Objective:
Can you copy the items below, from the line holding "Mark one point per instance of the haze" through the end of the items, inclusive, swapping "coordinates" for "position" and leaving everything else unchanged?

[Dataset items]
+++

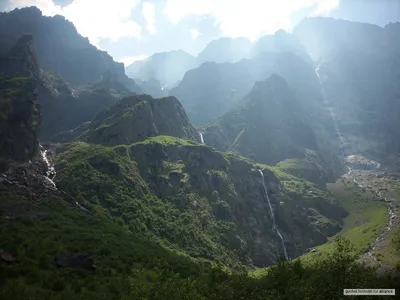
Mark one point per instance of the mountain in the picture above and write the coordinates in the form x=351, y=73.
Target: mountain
x=167, y=67
x=60, y=48
x=270, y=126
x=359, y=73
x=130, y=204
x=135, y=118
x=280, y=42
x=75, y=79
x=152, y=87
x=211, y=90
x=207, y=203
x=19, y=106
x=225, y=50
x=324, y=38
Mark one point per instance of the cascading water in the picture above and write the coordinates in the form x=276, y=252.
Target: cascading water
x=274, y=227
x=201, y=137
x=51, y=173
x=332, y=114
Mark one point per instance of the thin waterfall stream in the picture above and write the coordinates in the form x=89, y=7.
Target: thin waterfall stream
x=274, y=226
x=50, y=173
x=201, y=137
x=349, y=169
x=332, y=113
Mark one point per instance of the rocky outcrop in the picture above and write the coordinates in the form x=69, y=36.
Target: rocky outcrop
x=60, y=48
x=135, y=118
x=359, y=72
x=75, y=79
x=19, y=107
x=222, y=195
x=269, y=126
x=75, y=260
x=211, y=90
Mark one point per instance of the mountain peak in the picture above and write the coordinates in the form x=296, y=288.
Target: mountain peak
x=135, y=118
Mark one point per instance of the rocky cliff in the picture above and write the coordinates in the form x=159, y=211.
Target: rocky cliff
x=213, y=89
x=359, y=71
x=136, y=118
x=270, y=126
x=75, y=79
x=60, y=48
x=19, y=106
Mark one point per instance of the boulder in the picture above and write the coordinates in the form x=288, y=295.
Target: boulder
x=5, y=257
x=75, y=260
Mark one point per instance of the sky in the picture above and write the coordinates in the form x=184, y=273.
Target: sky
x=135, y=29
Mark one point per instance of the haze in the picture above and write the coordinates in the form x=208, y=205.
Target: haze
x=131, y=30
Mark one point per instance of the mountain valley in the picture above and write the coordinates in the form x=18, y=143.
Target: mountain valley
x=265, y=170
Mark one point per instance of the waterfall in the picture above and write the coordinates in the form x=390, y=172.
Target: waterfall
x=50, y=174
x=201, y=137
x=274, y=227
x=332, y=114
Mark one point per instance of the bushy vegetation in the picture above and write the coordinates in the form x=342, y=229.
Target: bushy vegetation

+++

Answer to this problem:
Mark one point per instance of the haze in the picture above and write the position in the form x=208, y=205.
Target: haze
x=131, y=30
Mark one point per instance of the mountain valley in the picture above and write the position in the form x=18, y=143.
Target: mountain valley
x=265, y=170
Mark one point per instance of the waterfall in the picture above and write the position in the form x=390, y=172.
Target: waterfall
x=50, y=174
x=201, y=137
x=274, y=227
x=332, y=114
Mark one point per instance of the bushy vegetation in the picture above and write the position in the form x=342, y=229.
Target: bushy vegetation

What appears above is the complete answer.